PROBLEM TO WORK ON: Show all lines of the listing that hold the word "knit".

RECORDS FOR THIS EXERCISE:

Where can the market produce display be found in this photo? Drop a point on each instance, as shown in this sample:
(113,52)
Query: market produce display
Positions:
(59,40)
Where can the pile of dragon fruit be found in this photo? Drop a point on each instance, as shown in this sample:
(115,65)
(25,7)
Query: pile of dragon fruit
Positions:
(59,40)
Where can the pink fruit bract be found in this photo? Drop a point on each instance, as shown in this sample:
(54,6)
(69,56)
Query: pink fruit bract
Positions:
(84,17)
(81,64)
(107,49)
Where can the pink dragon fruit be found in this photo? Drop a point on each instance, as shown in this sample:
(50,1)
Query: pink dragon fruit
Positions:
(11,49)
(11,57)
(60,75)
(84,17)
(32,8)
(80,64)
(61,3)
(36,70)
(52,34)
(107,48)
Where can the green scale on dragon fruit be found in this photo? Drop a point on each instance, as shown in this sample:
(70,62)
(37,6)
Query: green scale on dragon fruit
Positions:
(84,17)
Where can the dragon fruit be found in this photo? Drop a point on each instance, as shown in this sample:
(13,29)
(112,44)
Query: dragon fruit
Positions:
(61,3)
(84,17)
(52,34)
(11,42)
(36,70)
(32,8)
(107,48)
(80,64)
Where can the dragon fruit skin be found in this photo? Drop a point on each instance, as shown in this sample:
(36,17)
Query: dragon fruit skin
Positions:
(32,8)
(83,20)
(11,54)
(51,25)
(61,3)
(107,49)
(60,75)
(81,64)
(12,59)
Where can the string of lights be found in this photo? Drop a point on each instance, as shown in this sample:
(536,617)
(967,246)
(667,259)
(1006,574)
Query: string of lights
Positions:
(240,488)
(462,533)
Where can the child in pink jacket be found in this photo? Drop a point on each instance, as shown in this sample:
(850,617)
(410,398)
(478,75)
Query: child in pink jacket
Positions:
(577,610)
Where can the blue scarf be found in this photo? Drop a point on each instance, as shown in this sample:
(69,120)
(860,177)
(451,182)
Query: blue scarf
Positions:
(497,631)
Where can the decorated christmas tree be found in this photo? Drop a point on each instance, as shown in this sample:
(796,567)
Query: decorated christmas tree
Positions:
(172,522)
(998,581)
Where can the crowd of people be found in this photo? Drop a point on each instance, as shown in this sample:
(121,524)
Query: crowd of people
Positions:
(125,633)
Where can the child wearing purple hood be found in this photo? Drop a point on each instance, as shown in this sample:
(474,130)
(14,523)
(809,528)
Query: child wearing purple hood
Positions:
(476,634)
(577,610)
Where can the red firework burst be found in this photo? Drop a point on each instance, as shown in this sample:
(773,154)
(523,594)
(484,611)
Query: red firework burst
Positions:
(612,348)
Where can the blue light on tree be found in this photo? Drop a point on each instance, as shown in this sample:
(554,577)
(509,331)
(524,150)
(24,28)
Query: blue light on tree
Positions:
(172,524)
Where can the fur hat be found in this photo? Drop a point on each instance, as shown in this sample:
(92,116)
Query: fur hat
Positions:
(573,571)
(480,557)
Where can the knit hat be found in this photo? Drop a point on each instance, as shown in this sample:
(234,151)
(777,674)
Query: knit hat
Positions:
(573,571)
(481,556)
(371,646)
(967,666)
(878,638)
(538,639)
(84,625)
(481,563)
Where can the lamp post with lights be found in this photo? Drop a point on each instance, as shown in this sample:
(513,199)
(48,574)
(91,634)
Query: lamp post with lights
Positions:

* * *

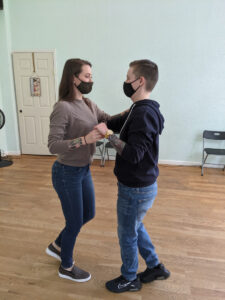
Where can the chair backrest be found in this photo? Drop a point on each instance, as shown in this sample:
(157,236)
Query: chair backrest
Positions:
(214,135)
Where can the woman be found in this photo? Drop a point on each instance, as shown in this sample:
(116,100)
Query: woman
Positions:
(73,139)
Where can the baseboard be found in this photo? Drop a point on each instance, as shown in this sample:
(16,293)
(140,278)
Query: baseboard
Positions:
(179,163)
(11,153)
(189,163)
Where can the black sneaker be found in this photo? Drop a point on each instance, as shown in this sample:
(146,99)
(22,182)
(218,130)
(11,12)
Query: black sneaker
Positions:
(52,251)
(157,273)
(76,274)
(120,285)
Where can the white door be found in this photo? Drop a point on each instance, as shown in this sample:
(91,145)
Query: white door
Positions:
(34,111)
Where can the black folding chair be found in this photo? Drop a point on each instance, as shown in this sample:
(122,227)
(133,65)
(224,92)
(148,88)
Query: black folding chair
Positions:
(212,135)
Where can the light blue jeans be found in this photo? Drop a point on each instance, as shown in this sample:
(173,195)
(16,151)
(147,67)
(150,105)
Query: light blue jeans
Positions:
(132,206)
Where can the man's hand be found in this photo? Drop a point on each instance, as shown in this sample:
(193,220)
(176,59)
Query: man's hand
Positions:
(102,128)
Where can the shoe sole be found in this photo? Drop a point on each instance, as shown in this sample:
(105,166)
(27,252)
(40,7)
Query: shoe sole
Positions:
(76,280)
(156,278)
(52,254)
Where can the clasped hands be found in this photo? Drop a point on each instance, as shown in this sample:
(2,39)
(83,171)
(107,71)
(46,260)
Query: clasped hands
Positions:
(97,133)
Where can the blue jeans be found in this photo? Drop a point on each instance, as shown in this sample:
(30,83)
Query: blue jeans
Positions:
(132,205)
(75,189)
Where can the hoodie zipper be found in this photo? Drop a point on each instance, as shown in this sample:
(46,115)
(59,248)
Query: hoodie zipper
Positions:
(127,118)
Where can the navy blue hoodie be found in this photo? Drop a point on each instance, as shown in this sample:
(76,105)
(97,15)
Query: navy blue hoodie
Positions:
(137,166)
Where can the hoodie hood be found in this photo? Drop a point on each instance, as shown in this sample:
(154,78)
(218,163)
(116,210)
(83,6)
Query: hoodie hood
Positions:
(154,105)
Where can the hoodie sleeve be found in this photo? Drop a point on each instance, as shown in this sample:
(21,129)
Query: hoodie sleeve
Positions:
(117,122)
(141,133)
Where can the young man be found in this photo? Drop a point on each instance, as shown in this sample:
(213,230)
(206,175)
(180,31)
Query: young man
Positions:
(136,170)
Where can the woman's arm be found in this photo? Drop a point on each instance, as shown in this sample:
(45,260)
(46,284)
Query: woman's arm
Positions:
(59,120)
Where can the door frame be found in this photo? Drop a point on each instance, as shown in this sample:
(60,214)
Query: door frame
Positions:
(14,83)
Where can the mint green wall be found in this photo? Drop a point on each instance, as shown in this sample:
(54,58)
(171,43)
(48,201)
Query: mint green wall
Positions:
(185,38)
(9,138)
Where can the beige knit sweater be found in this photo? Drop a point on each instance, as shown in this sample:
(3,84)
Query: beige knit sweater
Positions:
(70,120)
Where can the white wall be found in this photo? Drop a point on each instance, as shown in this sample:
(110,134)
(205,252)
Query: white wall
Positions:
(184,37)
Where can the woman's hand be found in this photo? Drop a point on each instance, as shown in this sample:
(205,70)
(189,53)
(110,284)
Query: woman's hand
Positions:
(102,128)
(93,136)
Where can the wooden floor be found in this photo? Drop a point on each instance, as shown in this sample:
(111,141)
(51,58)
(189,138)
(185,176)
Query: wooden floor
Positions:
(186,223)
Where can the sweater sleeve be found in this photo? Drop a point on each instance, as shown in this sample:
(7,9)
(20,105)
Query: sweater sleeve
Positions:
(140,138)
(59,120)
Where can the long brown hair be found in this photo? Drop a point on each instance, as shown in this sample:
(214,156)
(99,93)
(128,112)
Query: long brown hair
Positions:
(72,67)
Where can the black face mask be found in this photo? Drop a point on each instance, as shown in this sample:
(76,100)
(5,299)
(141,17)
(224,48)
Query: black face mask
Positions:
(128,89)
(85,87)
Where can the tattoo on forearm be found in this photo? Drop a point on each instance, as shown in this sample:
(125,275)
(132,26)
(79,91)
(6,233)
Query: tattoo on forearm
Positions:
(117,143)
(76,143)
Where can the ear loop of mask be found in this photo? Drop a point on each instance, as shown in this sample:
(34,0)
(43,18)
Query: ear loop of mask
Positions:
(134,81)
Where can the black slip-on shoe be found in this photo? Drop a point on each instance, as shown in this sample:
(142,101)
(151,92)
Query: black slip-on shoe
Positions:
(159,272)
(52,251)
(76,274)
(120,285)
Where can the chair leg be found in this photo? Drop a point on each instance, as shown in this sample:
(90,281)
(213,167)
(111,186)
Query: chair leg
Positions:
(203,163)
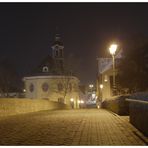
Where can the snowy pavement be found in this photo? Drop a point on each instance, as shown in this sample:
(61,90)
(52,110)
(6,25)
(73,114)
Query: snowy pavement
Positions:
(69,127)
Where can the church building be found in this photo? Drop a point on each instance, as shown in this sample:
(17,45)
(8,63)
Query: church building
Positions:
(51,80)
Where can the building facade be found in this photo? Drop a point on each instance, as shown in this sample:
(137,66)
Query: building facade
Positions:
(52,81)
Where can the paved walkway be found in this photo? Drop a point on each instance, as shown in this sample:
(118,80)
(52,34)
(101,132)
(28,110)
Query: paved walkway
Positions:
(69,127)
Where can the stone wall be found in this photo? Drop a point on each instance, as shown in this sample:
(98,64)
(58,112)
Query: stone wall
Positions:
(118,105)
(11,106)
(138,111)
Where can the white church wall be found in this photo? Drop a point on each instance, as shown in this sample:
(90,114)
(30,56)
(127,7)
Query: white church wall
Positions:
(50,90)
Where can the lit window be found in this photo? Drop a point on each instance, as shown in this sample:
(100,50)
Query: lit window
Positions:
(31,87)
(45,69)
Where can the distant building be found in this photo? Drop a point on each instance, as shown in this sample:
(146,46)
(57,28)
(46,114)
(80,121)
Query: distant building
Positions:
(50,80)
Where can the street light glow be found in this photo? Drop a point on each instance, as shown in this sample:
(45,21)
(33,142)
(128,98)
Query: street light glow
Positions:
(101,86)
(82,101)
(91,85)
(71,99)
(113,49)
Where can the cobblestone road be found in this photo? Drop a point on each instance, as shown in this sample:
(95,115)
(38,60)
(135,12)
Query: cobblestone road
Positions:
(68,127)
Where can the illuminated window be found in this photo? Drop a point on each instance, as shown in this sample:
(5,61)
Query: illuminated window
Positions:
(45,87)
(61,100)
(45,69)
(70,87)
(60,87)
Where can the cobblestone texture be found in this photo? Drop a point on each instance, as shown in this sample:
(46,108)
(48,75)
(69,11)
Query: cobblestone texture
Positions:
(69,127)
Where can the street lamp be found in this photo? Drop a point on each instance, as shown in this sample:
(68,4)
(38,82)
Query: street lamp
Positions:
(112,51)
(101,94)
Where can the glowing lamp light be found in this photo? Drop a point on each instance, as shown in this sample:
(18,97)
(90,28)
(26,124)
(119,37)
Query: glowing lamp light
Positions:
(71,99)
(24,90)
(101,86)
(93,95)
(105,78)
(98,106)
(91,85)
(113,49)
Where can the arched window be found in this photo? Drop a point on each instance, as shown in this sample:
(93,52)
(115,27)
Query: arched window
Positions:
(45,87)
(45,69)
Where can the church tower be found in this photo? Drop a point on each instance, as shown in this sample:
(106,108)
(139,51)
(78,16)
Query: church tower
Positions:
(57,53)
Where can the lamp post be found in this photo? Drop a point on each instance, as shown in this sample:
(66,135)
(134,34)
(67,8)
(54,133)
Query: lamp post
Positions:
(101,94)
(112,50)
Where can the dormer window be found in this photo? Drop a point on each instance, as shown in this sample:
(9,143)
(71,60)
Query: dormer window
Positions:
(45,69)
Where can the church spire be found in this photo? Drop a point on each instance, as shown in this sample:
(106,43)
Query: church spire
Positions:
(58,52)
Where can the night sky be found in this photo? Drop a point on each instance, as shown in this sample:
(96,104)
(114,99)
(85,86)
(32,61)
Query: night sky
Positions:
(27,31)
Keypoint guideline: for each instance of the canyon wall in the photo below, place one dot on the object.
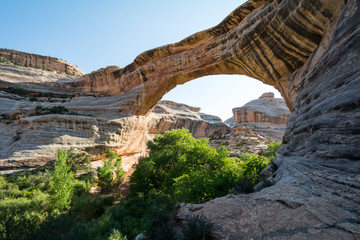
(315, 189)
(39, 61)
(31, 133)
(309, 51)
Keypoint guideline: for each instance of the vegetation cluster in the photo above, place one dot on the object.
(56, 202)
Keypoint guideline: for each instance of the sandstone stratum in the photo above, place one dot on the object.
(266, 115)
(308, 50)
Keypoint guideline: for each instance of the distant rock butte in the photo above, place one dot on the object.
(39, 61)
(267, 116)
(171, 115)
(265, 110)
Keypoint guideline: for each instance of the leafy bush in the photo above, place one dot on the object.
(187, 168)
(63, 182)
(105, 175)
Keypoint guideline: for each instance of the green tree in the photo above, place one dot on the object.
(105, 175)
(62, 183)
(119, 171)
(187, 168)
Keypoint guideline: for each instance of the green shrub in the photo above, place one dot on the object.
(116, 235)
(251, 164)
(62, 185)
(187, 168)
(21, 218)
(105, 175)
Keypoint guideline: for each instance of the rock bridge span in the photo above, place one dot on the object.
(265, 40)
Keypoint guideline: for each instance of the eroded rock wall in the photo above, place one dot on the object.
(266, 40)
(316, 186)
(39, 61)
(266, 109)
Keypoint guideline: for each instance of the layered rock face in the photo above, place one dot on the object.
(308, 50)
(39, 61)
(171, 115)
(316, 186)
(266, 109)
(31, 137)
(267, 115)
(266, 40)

THE COMPLETED TASK:
Where can the knit hat be found in this photo? Drop a point on each instance, as shown in this sample:
Query: knit hat
Where can the beige knit sweater be found in this photo? Drop a point on each instance, as shown in this sample:
Query: beige knit sweater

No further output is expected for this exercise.